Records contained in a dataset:
——————————
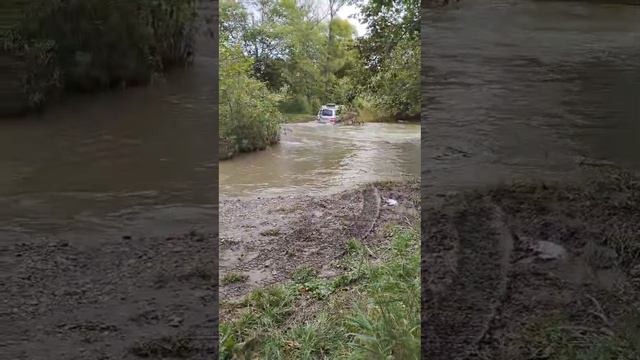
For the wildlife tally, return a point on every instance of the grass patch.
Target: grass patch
(233, 278)
(371, 310)
(554, 339)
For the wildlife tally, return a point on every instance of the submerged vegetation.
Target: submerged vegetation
(371, 310)
(283, 59)
(91, 45)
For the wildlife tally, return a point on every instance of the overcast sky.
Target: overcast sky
(349, 10)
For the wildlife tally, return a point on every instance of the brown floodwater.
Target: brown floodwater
(528, 89)
(139, 161)
(320, 158)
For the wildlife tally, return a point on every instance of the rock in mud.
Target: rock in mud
(547, 250)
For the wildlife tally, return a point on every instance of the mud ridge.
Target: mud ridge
(459, 314)
(265, 240)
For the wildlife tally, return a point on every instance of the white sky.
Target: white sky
(349, 10)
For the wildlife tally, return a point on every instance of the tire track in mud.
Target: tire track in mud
(365, 222)
(467, 258)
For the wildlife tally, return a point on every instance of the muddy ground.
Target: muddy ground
(131, 298)
(265, 240)
(503, 265)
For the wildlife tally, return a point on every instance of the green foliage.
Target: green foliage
(370, 311)
(88, 45)
(396, 89)
(249, 115)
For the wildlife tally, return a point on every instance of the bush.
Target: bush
(249, 115)
(89, 45)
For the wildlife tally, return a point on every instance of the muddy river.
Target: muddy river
(139, 160)
(534, 89)
(320, 158)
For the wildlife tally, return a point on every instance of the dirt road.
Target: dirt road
(534, 271)
(264, 240)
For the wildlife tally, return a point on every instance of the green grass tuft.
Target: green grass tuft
(371, 310)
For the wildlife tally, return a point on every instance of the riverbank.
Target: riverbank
(53, 60)
(130, 298)
(305, 249)
(530, 270)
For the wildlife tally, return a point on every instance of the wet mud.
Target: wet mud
(128, 299)
(265, 239)
(508, 259)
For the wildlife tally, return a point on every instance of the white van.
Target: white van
(329, 114)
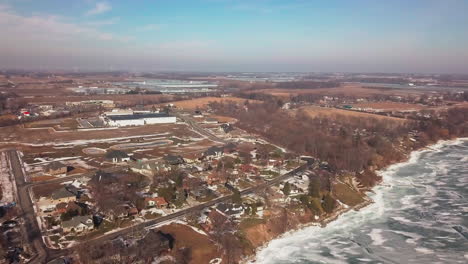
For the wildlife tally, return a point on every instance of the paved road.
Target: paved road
(196, 208)
(30, 229)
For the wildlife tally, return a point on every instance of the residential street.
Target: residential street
(32, 232)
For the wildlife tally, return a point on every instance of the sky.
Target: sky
(417, 36)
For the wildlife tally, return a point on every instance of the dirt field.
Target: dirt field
(203, 250)
(204, 101)
(46, 136)
(134, 98)
(346, 90)
(389, 106)
(315, 111)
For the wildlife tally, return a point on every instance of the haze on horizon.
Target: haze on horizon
(425, 36)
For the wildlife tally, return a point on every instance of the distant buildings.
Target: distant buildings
(103, 103)
(133, 118)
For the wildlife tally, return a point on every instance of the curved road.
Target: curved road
(32, 232)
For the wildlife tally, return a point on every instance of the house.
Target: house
(60, 209)
(200, 192)
(61, 195)
(78, 224)
(137, 119)
(55, 168)
(147, 168)
(227, 128)
(158, 202)
(210, 120)
(132, 211)
(117, 156)
(231, 210)
(174, 159)
(213, 152)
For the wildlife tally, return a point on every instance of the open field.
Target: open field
(122, 98)
(390, 106)
(204, 101)
(203, 250)
(315, 111)
(48, 136)
(346, 90)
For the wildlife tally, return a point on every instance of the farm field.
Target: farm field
(315, 111)
(48, 136)
(204, 101)
(346, 90)
(390, 106)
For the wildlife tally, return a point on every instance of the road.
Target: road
(197, 208)
(32, 232)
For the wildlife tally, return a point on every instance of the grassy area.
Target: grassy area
(347, 195)
(250, 222)
(152, 216)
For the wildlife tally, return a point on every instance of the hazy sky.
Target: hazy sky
(236, 35)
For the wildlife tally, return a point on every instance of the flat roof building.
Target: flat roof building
(138, 119)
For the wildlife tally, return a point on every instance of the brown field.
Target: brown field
(223, 119)
(204, 101)
(346, 90)
(390, 106)
(16, 134)
(203, 250)
(315, 111)
(61, 99)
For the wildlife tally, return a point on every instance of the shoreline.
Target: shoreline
(367, 200)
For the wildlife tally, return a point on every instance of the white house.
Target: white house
(138, 119)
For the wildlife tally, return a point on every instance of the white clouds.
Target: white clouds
(151, 27)
(101, 7)
(105, 22)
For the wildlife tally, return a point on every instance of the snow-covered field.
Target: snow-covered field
(6, 181)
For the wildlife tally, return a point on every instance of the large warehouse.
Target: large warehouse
(138, 119)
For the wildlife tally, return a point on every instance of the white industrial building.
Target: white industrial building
(137, 119)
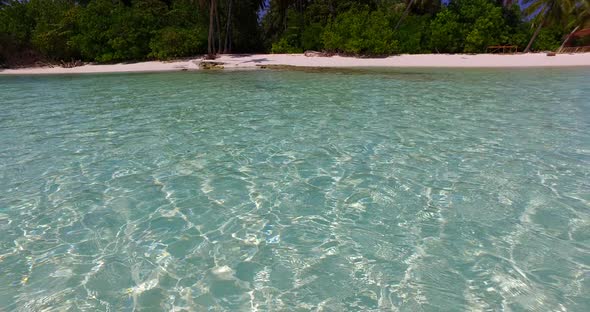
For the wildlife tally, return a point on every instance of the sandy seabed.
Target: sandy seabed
(254, 61)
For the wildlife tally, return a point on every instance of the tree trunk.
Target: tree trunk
(227, 45)
(406, 12)
(218, 28)
(538, 30)
(211, 38)
(567, 39)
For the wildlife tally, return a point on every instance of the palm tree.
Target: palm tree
(424, 5)
(549, 11)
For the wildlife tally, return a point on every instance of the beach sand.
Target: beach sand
(254, 61)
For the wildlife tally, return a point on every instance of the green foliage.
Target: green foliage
(470, 26)
(549, 39)
(127, 30)
(360, 32)
(172, 42)
(447, 32)
(413, 35)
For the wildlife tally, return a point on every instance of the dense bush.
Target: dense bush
(360, 32)
(173, 42)
(123, 30)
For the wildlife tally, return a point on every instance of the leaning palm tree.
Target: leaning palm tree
(549, 12)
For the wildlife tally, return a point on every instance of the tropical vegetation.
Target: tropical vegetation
(107, 31)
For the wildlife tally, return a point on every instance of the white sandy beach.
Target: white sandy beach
(253, 61)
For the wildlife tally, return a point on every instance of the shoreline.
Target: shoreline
(286, 61)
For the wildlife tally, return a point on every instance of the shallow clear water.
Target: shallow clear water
(440, 190)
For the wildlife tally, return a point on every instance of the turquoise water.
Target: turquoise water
(430, 190)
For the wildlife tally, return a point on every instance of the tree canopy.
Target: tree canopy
(109, 31)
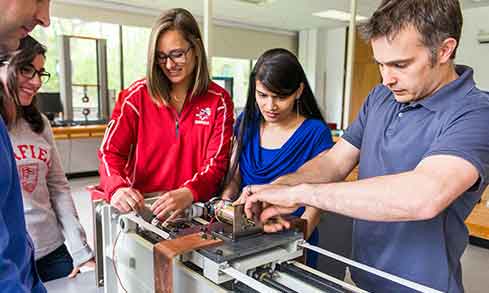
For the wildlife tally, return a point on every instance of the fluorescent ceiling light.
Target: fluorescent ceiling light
(338, 15)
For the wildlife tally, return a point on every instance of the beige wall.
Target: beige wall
(229, 41)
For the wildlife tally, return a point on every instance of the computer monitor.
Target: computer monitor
(49, 104)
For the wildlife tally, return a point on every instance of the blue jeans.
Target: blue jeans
(55, 265)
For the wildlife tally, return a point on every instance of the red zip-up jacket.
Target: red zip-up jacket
(153, 148)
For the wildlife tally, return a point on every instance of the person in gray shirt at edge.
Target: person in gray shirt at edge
(17, 271)
(49, 209)
(421, 140)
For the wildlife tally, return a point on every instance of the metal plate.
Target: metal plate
(249, 245)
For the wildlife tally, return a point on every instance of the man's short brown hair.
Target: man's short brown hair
(435, 20)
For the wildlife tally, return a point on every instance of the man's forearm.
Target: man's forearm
(400, 197)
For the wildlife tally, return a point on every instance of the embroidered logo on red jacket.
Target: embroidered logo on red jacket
(202, 117)
(29, 174)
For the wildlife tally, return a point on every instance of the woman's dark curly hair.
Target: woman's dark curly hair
(10, 108)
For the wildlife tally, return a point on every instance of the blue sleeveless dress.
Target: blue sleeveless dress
(259, 165)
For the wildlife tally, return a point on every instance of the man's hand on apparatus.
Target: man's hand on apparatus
(267, 203)
(127, 199)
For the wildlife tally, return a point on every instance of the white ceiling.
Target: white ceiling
(288, 15)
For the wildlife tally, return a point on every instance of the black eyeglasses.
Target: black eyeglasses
(29, 72)
(177, 56)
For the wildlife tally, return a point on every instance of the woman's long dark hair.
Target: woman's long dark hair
(281, 73)
(28, 50)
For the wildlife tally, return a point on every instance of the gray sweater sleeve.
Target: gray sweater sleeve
(62, 202)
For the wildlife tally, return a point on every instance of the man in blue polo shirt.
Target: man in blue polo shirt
(17, 271)
(422, 143)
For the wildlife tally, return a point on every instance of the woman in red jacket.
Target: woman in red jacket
(170, 133)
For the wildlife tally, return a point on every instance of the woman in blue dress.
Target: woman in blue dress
(280, 129)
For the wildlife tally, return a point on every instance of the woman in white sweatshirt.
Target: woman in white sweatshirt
(50, 213)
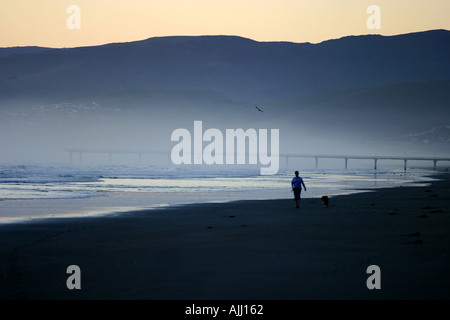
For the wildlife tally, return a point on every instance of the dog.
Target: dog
(325, 201)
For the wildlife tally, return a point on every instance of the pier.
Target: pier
(286, 156)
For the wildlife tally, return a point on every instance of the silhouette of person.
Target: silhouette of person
(297, 183)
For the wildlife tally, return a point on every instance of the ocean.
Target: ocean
(41, 191)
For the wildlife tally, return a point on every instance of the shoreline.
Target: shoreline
(241, 250)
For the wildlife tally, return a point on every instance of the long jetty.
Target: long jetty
(286, 156)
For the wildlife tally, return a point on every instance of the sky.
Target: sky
(74, 23)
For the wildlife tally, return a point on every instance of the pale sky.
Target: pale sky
(48, 23)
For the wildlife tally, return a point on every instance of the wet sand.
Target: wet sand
(257, 250)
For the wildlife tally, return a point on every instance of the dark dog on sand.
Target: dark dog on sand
(325, 201)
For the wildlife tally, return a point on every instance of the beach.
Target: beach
(241, 250)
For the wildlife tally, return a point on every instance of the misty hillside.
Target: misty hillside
(362, 94)
(238, 68)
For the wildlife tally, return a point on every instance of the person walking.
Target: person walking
(297, 183)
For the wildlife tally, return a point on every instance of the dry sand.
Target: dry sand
(241, 250)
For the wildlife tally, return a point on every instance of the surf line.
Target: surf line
(235, 147)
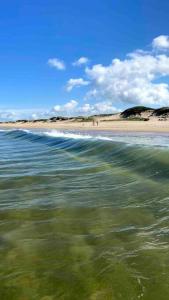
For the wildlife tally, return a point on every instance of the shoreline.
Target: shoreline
(114, 126)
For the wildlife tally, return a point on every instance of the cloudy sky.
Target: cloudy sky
(82, 57)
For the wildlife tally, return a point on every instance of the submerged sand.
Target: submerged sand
(115, 125)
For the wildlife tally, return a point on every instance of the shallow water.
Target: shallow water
(84, 216)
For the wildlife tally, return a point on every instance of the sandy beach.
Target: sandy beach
(126, 126)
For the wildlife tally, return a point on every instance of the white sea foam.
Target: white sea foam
(76, 136)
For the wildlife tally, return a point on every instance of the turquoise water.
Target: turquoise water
(84, 216)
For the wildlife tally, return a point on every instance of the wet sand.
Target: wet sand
(126, 126)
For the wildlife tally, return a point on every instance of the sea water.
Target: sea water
(84, 215)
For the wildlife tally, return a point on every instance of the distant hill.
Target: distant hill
(143, 112)
(163, 111)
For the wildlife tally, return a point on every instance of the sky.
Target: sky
(72, 57)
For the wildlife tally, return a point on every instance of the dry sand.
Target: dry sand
(109, 125)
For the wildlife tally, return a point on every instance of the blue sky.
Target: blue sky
(32, 32)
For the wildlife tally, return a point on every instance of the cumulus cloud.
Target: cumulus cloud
(74, 108)
(76, 82)
(81, 61)
(134, 80)
(56, 63)
(161, 42)
(69, 107)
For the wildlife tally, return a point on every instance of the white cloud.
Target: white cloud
(69, 107)
(135, 80)
(73, 108)
(81, 61)
(77, 82)
(97, 108)
(56, 63)
(161, 42)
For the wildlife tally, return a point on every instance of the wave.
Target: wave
(150, 161)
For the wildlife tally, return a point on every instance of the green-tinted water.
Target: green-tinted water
(82, 219)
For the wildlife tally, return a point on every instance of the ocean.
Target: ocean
(84, 215)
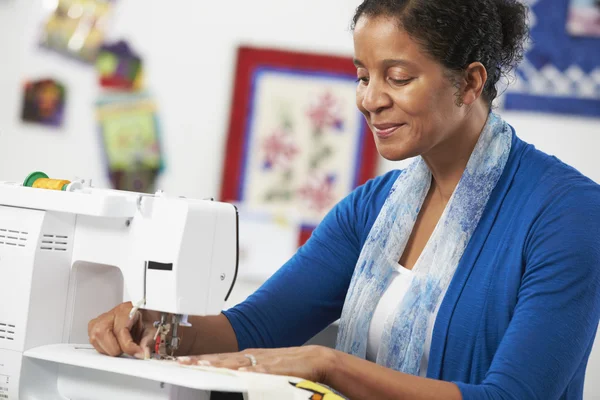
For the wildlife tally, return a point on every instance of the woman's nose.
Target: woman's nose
(375, 98)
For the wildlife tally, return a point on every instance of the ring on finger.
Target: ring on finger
(251, 358)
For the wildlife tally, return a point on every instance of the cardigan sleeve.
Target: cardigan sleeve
(308, 292)
(558, 306)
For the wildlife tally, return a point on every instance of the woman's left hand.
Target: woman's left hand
(308, 362)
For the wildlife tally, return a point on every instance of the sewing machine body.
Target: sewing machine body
(66, 257)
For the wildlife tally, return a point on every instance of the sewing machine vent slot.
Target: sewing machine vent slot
(7, 331)
(54, 242)
(9, 237)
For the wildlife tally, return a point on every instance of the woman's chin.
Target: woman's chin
(394, 153)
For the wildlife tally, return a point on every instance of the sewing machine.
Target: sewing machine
(69, 252)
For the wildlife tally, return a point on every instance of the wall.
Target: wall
(189, 49)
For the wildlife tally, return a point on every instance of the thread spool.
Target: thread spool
(40, 180)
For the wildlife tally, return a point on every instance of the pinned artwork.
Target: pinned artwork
(584, 18)
(76, 27)
(297, 144)
(118, 67)
(560, 72)
(131, 138)
(44, 102)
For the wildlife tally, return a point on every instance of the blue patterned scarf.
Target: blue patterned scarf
(404, 334)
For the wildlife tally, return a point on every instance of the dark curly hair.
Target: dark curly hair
(459, 32)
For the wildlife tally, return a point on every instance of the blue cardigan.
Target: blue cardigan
(519, 318)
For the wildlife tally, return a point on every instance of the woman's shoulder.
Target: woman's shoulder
(552, 183)
(375, 190)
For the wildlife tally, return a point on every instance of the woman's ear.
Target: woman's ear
(474, 81)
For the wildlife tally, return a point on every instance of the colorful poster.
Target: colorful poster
(131, 138)
(44, 102)
(560, 72)
(297, 143)
(76, 27)
(118, 67)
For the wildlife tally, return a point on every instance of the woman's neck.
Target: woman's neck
(448, 160)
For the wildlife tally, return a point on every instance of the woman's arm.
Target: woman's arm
(548, 339)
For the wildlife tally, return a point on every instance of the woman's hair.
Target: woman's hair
——————————
** Problem to work on **
Beginning with the line that has "Target: man's forearm" and ending with the line that has "hand on apparatus.", set down the lines above exactly and include no others.

** Your solution **
Target: man's forearm
(400, 197)
For the wildlife tally, return a point on every instance of the embroidered logo on red jacket.
Target: embroidered logo on red jacket
(202, 117)
(29, 174)
For the wildlife tally, return a point on every instance of the woman's dark curly hair.
Target: woman's dark curly hair
(10, 108)
For the wildlife tally, return a point on every instance of the blue sleeveless dress.
Target: blue sleeveless dress
(259, 165)
For the wildlife tally, return a point on every instance of the man's hand on apparatus.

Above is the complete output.